**Liste des consignes:**
[a] D'après le texte à lire, à quoi l'île de la Guadeloupe se résume-t-elle désormais ?
[b] Repère dans les lignes ci-dessous toutes celles qui contiennent le mot "instance", puis recopie-les. Les majuscules et les minuscules comptent.

Les travaux en cours d’achèvement du MEMORIAL ACTe

Dans mon précédent article, je vous avais promis en toute modestie, de vous donner certaines clefs pour comprendre l’évolution effarante de notre territoire. L’île de la Guadeloupe n’est plus qu’un gigantesque continuum de centres marchands hypertrophiés et de zones commerciales hideuses.

Pourtant nos responsables ne cessent de caqueter: «nous mettons en place les équipements stucturants ( sic), nous forgeons les outils du développement économique…»

Quel développement pour quelle économie ?

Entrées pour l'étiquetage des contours
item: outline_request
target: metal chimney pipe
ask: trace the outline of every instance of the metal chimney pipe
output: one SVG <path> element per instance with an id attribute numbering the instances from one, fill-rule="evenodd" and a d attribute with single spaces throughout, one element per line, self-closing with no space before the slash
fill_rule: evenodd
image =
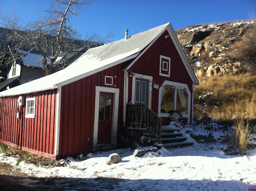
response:
<path id="1" fill-rule="evenodd" d="M 129 30 L 128 30 L 128 29 L 126 29 L 125 30 L 124 30 L 124 32 L 125 32 L 125 36 L 124 37 L 124 38 L 125 39 L 125 40 L 127 40 L 127 38 L 128 38 L 128 31 Z"/>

**Réponses aux exercices:**
[a] À un gigantesque continuum de centres marchands hypertrophiés et de zones commerciales hideuses.

[b]
ask: trace the outline of every instance of the metal chimney pipe
output: one SVG <path> element per instance with an id attribute numbering the instances from one, fill-rule="evenodd" and a d attribute with single spaces throughout, one element per line, self-closing with no space before the slash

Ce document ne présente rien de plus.